Point labeling dataset excerpts:
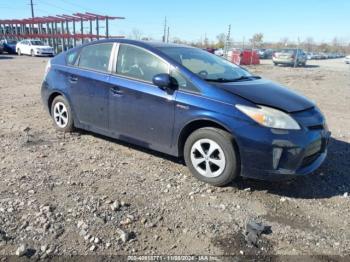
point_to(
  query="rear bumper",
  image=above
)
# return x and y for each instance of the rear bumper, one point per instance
(44, 53)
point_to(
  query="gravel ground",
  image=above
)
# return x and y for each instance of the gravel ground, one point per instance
(83, 194)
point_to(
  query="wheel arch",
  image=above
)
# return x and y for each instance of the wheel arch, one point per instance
(194, 125)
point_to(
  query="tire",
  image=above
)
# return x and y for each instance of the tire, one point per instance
(223, 152)
(61, 114)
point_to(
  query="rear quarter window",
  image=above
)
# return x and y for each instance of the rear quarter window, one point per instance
(72, 57)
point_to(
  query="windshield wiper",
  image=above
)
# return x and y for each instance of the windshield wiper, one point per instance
(227, 80)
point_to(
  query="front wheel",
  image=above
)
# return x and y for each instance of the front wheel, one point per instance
(211, 156)
(61, 114)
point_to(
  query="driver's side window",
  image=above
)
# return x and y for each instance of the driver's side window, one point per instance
(135, 62)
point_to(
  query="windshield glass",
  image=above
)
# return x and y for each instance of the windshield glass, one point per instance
(208, 66)
(36, 42)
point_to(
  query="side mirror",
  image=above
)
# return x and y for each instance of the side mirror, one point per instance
(163, 81)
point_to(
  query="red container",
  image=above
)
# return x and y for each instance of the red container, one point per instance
(249, 57)
(236, 57)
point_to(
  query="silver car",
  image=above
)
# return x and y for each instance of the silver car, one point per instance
(290, 56)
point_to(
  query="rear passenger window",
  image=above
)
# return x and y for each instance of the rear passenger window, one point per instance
(96, 57)
(140, 64)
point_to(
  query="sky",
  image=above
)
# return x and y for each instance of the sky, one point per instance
(192, 20)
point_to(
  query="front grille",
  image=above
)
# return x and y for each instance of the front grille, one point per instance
(316, 127)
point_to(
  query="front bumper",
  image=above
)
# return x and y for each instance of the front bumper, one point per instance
(44, 53)
(269, 154)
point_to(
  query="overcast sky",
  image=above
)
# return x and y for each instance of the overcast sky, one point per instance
(192, 20)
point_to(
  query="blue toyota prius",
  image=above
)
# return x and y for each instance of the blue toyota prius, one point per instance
(185, 102)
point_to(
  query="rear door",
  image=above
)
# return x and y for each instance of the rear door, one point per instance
(140, 111)
(89, 86)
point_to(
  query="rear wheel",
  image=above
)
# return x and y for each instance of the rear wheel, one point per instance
(61, 114)
(211, 157)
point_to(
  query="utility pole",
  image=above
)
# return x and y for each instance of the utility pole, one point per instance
(167, 38)
(32, 7)
(227, 41)
(165, 29)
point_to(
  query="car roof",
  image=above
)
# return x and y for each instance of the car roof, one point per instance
(141, 43)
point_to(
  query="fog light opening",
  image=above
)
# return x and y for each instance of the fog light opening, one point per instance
(277, 153)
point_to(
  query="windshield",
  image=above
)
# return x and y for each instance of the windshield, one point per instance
(288, 51)
(36, 42)
(208, 66)
(11, 42)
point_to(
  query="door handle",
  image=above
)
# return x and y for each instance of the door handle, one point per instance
(116, 91)
(73, 79)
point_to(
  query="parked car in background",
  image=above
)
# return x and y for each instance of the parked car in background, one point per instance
(265, 53)
(183, 101)
(347, 59)
(9, 46)
(34, 48)
(289, 56)
(219, 52)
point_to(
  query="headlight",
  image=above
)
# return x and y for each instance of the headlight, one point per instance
(269, 117)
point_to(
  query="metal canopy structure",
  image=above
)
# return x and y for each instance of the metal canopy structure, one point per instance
(61, 31)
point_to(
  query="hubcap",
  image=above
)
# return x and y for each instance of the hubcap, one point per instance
(208, 158)
(60, 115)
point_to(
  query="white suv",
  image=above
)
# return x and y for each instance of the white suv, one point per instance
(347, 59)
(34, 48)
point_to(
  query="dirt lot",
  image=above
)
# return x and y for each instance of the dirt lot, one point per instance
(86, 194)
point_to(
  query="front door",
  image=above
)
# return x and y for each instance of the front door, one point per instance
(89, 86)
(140, 112)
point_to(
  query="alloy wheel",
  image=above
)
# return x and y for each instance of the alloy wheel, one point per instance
(60, 115)
(208, 158)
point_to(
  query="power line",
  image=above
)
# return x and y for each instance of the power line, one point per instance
(58, 7)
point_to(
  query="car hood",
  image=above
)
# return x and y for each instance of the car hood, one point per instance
(268, 93)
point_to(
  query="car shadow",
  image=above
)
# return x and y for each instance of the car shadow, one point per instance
(311, 66)
(305, 66)
(4, 57)
(332, 179)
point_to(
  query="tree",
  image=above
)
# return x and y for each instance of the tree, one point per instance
(257, 40)
(136, 34)
(309, 44)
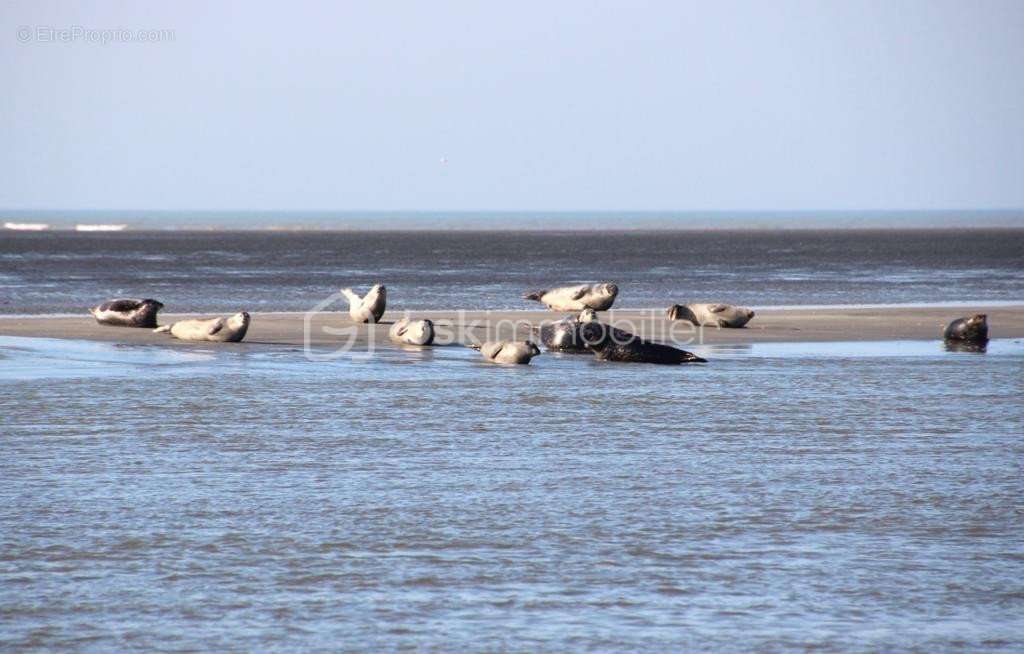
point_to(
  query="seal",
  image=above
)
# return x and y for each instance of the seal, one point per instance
(369, 308)
(973, 329)
(564, 336)
(413, 332)
(599, 297)
(122, 312)
(230, 330)
(610, 344)
(508, 351)
(723, 315)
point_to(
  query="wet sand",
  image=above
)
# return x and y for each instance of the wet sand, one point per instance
(770, 325)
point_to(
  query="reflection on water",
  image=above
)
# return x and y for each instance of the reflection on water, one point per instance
(782, 496)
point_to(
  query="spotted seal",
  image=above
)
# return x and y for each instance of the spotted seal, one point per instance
(610, 344)
(723, 315)
(563, 336)
(508, 351)
(973, 329)
(598, 297)
(410, 332)
(138, 313)
(230, 330)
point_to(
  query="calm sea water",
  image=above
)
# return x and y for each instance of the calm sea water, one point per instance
(833, 496)
(267, 271)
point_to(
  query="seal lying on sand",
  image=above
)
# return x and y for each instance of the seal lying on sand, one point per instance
(723, 315)
(974, 329)
(231, 330)
(564, 336)
(588, 296)
(369, 308)
(413, 332)
(508, 351)
(609, 344)
(128, 312)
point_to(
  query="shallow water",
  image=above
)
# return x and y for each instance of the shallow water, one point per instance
(61, 272)
(842, 496)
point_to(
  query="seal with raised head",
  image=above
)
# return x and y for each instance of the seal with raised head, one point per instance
(563, 336)
(410, 332)
(230, 330)
(123, 312)
(723, 315)
(599, 297)
(610, 344)
(508, 351)
(369, 308)
(973, 329)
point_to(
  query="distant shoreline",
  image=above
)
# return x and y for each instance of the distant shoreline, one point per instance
(555, 220)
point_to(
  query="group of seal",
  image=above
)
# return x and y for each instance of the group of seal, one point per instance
(579, 334)
(142, 313)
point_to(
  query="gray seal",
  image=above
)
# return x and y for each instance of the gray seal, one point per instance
(610, 344)
(599, 297)
(231, 330)
(564, 335)
(409, 332)
(508, 351)
(138, 313)
(723, 315)
(973, 329)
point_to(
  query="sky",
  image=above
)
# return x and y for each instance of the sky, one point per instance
(521, 105)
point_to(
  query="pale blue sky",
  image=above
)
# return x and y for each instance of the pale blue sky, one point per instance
(610, 105)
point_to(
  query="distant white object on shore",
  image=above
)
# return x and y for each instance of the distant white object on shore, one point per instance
(99, 227)
(27, 226)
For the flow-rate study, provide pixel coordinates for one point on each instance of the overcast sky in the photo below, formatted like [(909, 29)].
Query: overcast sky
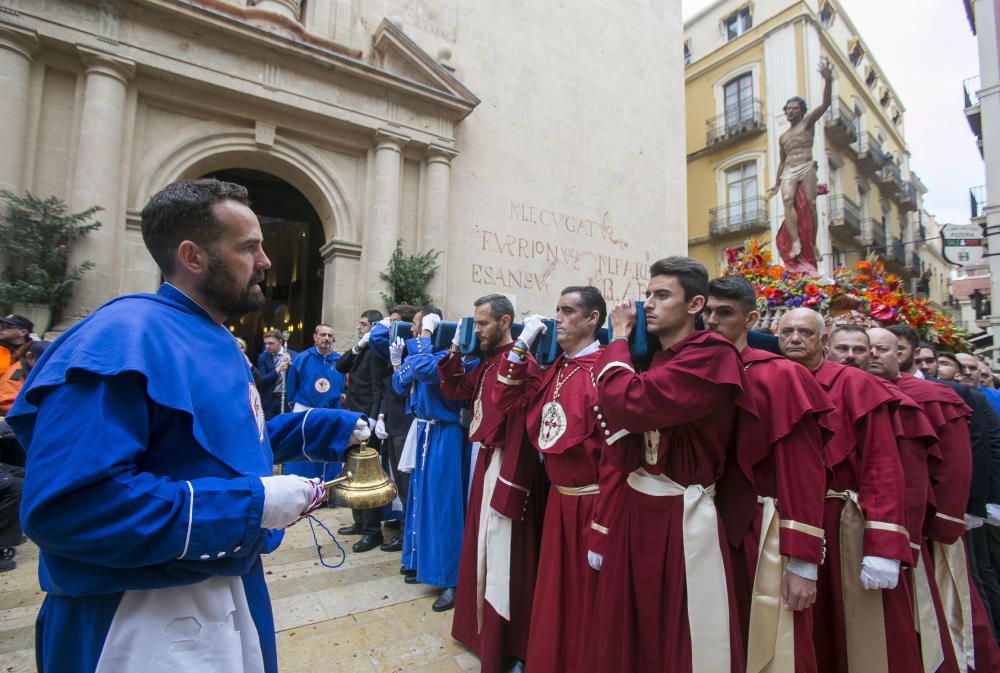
[(926, 49)]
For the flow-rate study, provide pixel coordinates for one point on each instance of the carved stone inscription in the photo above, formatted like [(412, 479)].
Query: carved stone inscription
[(562, 249)]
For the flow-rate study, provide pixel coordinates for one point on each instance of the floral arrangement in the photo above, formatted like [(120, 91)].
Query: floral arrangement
[(868, 288)]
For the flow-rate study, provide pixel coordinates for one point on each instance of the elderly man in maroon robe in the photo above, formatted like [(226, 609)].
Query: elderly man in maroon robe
[(782, 455), (564, 424), (496, 573), (665, 600), (855, 616)]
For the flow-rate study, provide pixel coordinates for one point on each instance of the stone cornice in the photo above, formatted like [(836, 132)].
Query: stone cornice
[(338, 248), (388, 138), (19, 40), (440, 154), (105, 63)]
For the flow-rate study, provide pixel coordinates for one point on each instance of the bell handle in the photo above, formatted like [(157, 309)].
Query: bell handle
[(347, 476)]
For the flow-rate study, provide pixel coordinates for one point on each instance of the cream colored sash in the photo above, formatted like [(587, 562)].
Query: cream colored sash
[(927, 623), (771, 642), (704, 570), (951, 574), (864, 619), (493, 548)]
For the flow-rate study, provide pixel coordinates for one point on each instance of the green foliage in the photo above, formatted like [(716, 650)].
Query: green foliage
[(408, 276), (35, 239)]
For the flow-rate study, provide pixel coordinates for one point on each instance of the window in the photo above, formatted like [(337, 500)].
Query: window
[(738, 23), (741, 193), (855, 51), (870, 76), (738, 100)]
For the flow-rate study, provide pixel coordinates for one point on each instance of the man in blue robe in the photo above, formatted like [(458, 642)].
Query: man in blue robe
[(148, 484), (313, 382), (435, 513)]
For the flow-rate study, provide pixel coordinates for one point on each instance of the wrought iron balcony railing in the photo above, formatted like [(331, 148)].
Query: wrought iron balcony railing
[(736, 121), (845, 216), (738, 217)]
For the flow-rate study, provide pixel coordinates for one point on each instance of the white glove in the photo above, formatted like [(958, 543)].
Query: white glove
[(879, 573), (533, 326), (361, 432), (972, 521), (287, 498), (396, 351), (993, 514), (380, 427)]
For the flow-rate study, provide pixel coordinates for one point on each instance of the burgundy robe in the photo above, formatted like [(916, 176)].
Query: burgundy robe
[(566, 584), (864, 458), (781, 452), (691, 396), (518, 495)]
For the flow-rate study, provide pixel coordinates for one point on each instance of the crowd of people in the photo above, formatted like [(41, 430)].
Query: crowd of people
[(829, 501)]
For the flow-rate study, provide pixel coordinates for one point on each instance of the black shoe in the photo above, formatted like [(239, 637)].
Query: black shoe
[(367, 542), (395, 544), (445, 602)]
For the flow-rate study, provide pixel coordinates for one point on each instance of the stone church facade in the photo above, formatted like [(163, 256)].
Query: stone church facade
[(535, 144)]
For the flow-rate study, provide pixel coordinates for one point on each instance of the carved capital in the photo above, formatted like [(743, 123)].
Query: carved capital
[(338, 248), (386, 139), (440, 154), (106, 64), (20, 41)]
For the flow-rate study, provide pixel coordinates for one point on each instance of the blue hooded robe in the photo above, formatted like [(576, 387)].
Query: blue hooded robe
[(435, 514), (145, 444)]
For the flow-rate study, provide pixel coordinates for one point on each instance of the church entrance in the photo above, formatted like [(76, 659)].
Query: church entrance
[(293, 236)]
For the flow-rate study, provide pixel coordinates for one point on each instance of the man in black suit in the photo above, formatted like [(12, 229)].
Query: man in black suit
[(366, 375), (272, 364)]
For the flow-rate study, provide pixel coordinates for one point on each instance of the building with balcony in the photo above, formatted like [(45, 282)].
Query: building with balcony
[(743, 61), (981, 101), (356, 125)]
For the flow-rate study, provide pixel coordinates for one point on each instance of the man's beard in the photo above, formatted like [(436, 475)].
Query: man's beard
[(225, 293)]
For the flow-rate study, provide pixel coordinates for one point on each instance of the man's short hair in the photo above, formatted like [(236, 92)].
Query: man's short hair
[(848, 329), (499, 305), (735, 288), (405, 311), (591, 300), (427, 310), (907, 333), (185, 211), (690, 273), (800, 100)]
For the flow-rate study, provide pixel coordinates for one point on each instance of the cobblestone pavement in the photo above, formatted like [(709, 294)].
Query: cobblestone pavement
[(359, 618)]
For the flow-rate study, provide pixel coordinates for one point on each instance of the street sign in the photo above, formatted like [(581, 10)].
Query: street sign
[(962, 244)]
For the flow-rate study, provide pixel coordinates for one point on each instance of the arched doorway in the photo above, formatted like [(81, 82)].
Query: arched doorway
[(293, 235)]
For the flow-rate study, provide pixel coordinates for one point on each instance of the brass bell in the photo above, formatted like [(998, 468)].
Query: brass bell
[(362, 484)]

:: Your task ::
Write out the rows from the line with "like [(163, 256)]." up to and including the line with "[(535, 144)]", switching "stone church facade" to "brick church facade" and keeping everything else the same.

:: Response for this exercise ::
For the flow-rate study, provide pixel coordinates for one point on each instance of the brick church facade in the photo above, formatted like [(163, 256)].
Query: brick church facade
[(535, 144)]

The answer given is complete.